# Brief a:
Please return each line of the records below that contains the string "woman".

# Selected excerpt:
Larry Trask discusses this in his Historical Linguistics (ch. 10), and William Labov talks about it in his massive Principles of Linguistic Change.
It's still nearly regular on historical timeframes, and it's also the best rule of thumb: i.e., assume that a change is regular till proven otherwise, because if you don't look for subtle, conditioned regularities you probably won't find them.
On example that springs to mind that's been discussed here recently is canadian raising in some American dialects. For many speakers, this is very irregular and hard to generalise about, often down to the level of particular words being anomolous (eg iirc 'spider' lacks raising for many speakers, and 'hydrogen' has it for some)
Sound changes often don't run to completion, historically. This is a big reason why there are irregularities in English spelling.
If they really did this, it is quite puzzling why sound changes still do run to completion, historically. And even more puzzling why you sometimes find what looks like a diffused sound change that in language A has been applied wider than in language B. We'd expect instead sound changes to leave leftovers all over the place, and to stop in all sorts of random places instead of nicely conditioned ones.
Just to give a particularly egregious example, English a-broadening. In Ireland this was, at least originally, a new phoneme confined to just a single word (father): in the US, it was before coda /r/, plus in the word 'father'. Later, many dialects irregularly analogised other words to 'father'. Still later, a whole heap of words got moved into this category, while others didn't, with little concern for environment. So, for instance, it's /pAs/ but /b{s/, yet /grAs/ but /kr{s/. /mAsk/ yet /m{skQt/. /pAst3/ yet /p{st@/, /p{sti/ and /p{st@l/.All words with /a/ followed by /S/ now have /{/, with the sole exception of 'moustache', which has /A/. Even between two words that were once phonemically the same: /k{nt/ vs /kAnt/, for instance. There are also words where speakers of the same dialect may differ. I, for isntance, have a flat vowel in 'lather', even though other SSBE speakers have a broad vowel - despite the fact that this sound change happened centuries ago, and predates the trap-bath split that I do have. Or take trans-, where we're seeing secondary analogisation: originally this prefix had broad A before a voiceless consonant, and flat before a vowel or voiced consonant, but this wasn't regular, and in any case the flat vowel (and sometimes even the voiced fricative) is gradually spreading back to the broad contexts: words like 'translate', 'transport', 'transfer' and so on can be heard with either broad or flat A.
Similarly old /au/: hence now /slAnt/, /l{nt@n/ and /flOnt/, all of which once had the same vowel in them. Similarly raising in America distinguishing 'can' from 'can', and the bad-lad split that applies to no words with /{d/ except specifically for 'mad', 'bad' and 'glad' (but may be more widespread now for some speakers).
Etc.

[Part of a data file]

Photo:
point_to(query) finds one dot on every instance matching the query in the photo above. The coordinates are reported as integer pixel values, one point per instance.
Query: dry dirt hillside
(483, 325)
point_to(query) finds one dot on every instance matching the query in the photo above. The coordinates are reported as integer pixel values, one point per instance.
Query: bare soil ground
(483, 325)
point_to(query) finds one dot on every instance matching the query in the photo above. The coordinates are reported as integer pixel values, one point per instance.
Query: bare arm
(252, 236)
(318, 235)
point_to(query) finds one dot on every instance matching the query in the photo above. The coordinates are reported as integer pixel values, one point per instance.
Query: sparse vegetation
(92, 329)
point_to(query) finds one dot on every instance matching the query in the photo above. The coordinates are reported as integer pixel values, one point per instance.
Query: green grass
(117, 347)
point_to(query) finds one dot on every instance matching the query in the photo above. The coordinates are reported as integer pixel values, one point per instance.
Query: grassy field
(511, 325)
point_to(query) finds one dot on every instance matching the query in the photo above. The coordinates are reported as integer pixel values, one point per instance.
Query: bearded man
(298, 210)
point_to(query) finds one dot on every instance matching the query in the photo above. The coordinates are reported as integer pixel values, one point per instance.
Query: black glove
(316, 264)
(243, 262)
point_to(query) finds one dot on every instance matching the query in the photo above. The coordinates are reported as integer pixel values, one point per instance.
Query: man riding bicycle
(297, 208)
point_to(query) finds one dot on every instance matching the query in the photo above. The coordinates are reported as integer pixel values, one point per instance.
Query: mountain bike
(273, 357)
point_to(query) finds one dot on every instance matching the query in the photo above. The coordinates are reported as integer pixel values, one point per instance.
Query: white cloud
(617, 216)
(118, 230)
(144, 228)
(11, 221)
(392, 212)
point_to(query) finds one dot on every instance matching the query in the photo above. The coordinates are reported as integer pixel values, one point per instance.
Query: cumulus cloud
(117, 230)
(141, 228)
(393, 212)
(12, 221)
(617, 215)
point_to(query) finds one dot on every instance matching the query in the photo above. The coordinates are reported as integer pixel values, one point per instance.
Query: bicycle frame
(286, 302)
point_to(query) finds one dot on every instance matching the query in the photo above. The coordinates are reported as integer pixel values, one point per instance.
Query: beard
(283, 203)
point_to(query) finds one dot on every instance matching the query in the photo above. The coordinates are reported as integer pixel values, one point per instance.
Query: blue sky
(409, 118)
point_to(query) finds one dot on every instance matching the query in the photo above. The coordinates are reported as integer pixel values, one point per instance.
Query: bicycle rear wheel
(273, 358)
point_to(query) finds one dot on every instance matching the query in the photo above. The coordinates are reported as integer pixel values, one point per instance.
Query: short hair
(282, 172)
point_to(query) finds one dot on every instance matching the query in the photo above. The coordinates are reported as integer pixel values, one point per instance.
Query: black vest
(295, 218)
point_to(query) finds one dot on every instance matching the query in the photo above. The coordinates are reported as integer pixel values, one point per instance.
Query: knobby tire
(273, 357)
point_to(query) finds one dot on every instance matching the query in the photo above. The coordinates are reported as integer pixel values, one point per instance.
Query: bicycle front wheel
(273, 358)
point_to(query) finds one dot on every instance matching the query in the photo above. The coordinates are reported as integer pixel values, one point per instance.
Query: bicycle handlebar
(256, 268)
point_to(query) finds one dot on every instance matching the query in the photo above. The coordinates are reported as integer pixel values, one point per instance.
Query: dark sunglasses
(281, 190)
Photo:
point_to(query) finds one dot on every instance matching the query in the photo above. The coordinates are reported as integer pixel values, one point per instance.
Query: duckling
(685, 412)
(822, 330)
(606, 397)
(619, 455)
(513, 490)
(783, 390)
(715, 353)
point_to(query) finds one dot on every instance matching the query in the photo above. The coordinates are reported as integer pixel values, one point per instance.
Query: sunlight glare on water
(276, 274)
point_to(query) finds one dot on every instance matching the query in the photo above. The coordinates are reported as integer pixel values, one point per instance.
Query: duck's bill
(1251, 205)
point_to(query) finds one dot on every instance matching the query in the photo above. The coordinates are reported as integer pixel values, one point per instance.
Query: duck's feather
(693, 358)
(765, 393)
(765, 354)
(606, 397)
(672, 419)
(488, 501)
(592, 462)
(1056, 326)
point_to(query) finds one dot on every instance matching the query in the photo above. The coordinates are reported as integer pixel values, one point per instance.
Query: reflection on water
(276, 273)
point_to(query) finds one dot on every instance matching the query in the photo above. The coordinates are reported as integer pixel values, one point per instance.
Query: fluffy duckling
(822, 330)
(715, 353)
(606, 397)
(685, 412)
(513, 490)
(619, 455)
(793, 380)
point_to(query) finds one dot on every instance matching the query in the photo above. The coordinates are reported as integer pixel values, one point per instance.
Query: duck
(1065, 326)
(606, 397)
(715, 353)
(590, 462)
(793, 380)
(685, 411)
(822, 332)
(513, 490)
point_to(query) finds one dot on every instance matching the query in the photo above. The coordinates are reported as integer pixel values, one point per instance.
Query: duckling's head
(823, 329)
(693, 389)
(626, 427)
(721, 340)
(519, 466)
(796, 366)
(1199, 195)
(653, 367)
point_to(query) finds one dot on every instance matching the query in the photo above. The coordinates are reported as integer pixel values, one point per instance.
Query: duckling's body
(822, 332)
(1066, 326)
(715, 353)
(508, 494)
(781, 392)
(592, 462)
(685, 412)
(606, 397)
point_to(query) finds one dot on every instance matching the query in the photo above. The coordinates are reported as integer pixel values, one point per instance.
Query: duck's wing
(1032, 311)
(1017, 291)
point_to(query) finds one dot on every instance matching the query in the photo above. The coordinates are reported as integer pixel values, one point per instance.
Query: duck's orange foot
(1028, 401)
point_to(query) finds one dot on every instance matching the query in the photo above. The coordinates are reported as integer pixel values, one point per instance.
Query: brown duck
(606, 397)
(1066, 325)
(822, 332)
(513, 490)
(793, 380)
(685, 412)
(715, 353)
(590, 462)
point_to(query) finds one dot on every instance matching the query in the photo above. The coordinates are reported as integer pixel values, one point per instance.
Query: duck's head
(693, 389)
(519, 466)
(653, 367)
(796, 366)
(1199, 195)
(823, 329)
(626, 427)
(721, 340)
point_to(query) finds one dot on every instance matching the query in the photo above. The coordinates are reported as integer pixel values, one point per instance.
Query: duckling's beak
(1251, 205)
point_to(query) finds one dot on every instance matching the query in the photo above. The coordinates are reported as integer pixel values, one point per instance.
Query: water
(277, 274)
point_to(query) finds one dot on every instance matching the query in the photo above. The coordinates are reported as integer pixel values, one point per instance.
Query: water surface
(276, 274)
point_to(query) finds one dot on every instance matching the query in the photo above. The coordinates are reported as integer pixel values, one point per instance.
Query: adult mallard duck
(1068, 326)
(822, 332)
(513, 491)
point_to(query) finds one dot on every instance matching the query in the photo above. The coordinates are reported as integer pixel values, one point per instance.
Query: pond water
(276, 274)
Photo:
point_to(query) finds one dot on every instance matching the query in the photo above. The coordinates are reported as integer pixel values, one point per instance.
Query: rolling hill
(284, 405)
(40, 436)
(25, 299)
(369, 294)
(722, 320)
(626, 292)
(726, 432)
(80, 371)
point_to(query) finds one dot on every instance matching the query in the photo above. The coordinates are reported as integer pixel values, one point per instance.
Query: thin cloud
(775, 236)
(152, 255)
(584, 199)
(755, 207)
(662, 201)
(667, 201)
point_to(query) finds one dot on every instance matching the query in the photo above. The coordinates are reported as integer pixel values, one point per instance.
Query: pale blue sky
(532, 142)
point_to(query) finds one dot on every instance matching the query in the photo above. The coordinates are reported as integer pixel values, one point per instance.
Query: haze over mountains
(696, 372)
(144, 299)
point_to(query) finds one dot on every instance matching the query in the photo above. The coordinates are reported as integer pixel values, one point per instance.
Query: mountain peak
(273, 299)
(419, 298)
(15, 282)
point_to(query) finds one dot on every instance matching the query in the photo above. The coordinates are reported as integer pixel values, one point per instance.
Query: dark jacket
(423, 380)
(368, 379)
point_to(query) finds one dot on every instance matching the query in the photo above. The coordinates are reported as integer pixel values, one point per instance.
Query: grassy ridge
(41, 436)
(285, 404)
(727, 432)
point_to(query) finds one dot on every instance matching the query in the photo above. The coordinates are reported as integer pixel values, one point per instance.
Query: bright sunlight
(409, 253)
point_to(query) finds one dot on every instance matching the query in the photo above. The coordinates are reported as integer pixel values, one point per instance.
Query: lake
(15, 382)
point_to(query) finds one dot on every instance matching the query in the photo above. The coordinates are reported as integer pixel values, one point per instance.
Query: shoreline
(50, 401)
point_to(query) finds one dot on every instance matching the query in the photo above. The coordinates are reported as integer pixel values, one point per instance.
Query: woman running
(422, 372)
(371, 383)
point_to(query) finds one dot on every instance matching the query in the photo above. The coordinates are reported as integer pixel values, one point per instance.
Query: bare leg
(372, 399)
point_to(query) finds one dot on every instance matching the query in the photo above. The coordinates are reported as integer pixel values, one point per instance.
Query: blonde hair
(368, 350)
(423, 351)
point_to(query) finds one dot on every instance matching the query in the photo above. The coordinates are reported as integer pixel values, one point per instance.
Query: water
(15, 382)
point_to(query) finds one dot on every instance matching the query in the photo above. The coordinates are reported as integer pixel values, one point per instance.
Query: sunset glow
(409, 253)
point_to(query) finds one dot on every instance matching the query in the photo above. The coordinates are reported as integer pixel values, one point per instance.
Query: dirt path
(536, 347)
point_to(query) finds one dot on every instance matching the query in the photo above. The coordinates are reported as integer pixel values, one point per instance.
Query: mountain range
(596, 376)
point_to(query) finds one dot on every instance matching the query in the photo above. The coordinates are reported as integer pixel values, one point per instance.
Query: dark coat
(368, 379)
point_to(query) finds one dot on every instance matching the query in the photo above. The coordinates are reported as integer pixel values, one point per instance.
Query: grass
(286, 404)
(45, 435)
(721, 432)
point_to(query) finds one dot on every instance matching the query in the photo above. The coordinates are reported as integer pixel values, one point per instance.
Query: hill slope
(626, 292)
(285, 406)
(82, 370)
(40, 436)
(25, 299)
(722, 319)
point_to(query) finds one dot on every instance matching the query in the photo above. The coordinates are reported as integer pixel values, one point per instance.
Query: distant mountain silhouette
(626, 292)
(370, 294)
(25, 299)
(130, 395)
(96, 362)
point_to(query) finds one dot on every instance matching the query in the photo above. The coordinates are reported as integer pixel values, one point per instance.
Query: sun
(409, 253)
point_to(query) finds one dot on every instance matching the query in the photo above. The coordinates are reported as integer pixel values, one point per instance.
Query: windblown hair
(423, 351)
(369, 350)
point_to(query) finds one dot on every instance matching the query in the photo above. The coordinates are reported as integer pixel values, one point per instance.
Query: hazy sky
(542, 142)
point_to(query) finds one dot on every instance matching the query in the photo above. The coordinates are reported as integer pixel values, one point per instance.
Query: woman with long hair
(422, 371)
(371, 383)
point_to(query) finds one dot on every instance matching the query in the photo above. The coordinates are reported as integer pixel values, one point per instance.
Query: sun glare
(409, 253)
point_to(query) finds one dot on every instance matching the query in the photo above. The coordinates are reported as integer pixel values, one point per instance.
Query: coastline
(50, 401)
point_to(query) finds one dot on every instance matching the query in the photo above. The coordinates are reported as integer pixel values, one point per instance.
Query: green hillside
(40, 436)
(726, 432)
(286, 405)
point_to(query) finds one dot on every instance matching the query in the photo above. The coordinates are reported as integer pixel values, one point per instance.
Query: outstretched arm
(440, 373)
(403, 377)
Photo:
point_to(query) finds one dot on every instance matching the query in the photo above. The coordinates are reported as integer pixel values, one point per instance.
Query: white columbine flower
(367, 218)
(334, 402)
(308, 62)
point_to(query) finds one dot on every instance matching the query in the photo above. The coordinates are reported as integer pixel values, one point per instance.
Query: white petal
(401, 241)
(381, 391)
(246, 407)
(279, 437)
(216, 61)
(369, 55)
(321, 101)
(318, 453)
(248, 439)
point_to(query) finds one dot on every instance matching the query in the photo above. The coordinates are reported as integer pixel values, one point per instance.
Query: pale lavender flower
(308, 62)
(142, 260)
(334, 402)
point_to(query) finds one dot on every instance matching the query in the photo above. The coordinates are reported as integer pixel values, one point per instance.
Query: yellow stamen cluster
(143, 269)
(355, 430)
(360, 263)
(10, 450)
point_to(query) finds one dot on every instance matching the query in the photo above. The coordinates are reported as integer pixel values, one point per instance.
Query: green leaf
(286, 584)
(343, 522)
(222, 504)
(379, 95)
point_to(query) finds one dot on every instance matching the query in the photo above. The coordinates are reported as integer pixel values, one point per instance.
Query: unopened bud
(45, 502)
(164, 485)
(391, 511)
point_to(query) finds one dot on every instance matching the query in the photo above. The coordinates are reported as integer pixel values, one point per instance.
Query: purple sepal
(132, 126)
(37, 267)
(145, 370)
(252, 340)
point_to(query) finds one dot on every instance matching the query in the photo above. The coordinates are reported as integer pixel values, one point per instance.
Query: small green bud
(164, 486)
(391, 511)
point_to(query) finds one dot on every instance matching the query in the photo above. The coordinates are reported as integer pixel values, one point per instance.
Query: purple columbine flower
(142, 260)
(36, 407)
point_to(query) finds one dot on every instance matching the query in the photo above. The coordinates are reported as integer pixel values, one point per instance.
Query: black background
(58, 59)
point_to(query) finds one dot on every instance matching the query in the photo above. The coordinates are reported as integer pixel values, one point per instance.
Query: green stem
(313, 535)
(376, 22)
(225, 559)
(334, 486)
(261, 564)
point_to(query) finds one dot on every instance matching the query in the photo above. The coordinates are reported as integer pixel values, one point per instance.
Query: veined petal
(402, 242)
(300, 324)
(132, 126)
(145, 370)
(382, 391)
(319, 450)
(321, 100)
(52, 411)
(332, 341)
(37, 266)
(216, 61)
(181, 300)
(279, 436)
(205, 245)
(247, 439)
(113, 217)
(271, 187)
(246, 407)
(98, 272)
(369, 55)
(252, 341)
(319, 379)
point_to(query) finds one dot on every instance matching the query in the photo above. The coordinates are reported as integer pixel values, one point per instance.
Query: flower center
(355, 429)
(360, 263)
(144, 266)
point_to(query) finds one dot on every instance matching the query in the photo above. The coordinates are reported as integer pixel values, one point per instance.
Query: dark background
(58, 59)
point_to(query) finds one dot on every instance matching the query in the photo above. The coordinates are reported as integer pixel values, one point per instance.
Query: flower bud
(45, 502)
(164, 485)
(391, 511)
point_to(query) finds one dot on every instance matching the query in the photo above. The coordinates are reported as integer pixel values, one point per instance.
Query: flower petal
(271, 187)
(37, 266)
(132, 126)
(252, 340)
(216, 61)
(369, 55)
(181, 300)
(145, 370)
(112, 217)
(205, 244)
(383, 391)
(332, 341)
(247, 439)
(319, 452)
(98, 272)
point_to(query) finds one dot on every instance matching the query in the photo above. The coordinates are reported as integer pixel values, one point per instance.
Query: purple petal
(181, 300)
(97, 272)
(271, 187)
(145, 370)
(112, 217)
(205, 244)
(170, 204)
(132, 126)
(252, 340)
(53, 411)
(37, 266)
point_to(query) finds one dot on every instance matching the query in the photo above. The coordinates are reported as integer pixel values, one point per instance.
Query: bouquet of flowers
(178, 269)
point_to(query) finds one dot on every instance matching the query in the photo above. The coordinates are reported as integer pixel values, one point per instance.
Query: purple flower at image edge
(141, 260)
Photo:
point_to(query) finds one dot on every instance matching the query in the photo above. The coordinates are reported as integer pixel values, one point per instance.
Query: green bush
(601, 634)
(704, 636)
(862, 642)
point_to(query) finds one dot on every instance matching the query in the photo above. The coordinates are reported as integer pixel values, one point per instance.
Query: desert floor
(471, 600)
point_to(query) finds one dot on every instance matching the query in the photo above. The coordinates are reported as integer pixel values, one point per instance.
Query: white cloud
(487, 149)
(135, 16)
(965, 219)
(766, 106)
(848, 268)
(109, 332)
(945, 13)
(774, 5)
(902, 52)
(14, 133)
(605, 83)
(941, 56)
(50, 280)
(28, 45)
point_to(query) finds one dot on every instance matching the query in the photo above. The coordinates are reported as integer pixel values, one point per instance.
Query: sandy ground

# Brief b:
In the sound change discussion above, which word is the sole exception among words with /a/ followed by /S/?

# Exercise answer a:
Query: woman running
Query: woman with long hair

# Exercise answer b:
Moustache